(Stored items)
==============================
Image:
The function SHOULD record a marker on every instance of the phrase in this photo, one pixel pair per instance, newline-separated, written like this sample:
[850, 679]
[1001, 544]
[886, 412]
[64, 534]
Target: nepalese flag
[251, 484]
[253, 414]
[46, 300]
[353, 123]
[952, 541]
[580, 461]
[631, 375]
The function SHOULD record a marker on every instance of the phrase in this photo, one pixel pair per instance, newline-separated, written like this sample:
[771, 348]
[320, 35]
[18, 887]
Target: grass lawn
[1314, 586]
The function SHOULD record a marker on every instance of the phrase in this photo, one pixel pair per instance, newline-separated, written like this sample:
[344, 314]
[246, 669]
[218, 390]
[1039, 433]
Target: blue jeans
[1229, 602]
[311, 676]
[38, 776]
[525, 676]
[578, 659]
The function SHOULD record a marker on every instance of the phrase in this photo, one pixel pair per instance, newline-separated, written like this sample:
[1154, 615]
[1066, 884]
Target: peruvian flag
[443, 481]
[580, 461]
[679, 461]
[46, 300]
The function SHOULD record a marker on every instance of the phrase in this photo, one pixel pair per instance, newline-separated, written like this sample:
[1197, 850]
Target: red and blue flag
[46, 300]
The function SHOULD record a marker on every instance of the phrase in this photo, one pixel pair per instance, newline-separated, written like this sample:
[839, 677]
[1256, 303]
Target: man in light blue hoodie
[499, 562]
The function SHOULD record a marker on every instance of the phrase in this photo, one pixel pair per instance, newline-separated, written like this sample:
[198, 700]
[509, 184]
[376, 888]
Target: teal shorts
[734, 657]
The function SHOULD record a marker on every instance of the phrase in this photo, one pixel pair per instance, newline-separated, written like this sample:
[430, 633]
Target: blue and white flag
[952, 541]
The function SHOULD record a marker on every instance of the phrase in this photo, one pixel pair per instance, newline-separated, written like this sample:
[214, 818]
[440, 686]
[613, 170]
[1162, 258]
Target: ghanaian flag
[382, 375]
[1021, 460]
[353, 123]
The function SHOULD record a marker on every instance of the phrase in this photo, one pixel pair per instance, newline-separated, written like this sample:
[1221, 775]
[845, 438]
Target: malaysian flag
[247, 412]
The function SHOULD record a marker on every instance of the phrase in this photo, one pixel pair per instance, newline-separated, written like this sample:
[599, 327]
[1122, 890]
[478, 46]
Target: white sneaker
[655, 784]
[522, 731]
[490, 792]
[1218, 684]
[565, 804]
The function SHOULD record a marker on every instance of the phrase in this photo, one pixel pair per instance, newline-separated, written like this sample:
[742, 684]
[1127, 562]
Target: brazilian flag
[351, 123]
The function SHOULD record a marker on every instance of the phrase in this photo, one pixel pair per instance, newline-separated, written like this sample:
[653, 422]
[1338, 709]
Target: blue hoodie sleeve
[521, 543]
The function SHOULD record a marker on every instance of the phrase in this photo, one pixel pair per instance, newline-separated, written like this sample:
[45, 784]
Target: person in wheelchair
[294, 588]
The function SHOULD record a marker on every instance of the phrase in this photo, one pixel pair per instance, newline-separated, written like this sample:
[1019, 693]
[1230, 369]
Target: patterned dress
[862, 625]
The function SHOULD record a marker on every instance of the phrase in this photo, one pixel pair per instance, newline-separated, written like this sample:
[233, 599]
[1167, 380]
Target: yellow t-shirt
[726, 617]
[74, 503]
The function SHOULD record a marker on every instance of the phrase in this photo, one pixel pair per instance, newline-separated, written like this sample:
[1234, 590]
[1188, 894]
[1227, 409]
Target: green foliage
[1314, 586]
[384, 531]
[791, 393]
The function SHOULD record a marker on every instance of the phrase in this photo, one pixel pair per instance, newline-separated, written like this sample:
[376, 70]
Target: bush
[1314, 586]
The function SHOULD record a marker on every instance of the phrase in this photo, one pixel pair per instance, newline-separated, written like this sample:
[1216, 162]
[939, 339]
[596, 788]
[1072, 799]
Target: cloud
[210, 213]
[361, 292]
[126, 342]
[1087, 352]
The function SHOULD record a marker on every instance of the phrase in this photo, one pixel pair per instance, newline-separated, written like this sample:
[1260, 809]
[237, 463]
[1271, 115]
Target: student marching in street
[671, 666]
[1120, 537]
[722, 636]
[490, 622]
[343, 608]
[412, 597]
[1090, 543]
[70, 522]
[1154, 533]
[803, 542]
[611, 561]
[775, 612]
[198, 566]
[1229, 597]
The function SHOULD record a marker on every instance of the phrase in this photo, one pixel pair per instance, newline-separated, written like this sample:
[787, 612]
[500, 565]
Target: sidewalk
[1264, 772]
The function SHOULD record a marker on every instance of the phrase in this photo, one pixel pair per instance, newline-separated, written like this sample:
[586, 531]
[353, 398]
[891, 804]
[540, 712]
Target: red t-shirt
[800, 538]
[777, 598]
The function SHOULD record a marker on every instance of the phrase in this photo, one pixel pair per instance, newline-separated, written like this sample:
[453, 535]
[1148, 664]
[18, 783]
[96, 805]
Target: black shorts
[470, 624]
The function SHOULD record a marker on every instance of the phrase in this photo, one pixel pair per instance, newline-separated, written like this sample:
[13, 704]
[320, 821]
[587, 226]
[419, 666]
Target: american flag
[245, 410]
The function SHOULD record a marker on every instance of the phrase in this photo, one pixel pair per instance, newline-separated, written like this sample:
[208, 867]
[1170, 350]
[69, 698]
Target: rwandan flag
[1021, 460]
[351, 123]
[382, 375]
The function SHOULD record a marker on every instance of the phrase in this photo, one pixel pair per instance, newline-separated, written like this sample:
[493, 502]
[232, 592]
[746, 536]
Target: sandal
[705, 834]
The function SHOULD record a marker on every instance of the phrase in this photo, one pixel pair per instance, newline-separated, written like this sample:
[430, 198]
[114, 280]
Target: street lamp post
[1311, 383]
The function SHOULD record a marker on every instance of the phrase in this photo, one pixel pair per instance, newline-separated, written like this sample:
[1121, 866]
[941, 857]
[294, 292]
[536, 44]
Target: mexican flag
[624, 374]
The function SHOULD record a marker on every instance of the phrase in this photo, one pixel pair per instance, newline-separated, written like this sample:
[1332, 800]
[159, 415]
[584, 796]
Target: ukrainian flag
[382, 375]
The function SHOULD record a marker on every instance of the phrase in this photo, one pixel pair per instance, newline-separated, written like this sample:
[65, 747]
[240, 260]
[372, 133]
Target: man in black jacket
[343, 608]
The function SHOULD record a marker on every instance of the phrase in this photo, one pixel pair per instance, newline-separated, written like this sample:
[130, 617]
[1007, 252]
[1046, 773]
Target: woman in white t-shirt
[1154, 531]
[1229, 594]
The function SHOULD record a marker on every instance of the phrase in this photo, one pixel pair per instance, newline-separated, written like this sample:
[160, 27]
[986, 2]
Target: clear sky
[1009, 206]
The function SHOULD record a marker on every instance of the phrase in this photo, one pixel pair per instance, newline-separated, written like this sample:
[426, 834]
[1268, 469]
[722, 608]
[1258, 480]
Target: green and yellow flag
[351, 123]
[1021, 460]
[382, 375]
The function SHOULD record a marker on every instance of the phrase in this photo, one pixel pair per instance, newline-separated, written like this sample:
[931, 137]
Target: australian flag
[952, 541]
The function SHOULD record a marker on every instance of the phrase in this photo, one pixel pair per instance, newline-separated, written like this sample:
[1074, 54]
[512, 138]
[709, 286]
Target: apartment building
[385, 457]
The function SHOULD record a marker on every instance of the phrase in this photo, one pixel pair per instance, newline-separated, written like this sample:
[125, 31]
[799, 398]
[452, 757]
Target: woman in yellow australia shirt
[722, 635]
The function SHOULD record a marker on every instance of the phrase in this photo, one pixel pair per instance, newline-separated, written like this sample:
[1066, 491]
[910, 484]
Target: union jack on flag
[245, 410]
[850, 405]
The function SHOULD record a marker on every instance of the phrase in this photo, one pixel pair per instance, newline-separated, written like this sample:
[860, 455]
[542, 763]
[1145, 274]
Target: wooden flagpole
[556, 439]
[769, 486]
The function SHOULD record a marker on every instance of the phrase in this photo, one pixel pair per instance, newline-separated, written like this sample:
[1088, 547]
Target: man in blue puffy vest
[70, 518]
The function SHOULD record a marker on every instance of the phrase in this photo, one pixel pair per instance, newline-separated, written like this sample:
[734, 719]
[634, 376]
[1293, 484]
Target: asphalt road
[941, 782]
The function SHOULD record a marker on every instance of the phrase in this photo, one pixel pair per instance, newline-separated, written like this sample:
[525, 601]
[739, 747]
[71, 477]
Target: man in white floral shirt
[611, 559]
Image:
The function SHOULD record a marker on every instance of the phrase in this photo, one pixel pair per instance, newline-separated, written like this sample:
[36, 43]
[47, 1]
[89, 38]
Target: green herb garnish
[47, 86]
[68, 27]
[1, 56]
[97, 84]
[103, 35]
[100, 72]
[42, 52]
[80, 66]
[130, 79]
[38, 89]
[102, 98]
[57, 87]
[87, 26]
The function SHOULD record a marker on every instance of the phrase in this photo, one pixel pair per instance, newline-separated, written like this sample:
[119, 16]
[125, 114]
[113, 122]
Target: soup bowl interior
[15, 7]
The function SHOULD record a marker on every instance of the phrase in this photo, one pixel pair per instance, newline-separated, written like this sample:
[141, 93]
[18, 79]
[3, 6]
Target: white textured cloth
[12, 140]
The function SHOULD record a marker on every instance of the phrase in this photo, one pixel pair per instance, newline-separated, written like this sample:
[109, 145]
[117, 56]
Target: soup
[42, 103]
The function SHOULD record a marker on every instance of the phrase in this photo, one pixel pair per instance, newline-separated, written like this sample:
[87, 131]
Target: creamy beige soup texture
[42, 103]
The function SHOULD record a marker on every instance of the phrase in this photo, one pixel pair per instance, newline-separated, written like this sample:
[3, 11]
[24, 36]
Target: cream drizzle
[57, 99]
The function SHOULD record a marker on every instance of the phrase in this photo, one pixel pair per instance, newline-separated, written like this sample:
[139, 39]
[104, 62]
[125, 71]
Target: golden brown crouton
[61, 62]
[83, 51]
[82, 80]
==============================
▸ **STATED GOAL**
Copy each line of the material above that contains the word "soup". Letter case matters.

▸ **FINAL RESULT**
Target: soup bowl interior
Target: soup
Target: creamy beige soup texture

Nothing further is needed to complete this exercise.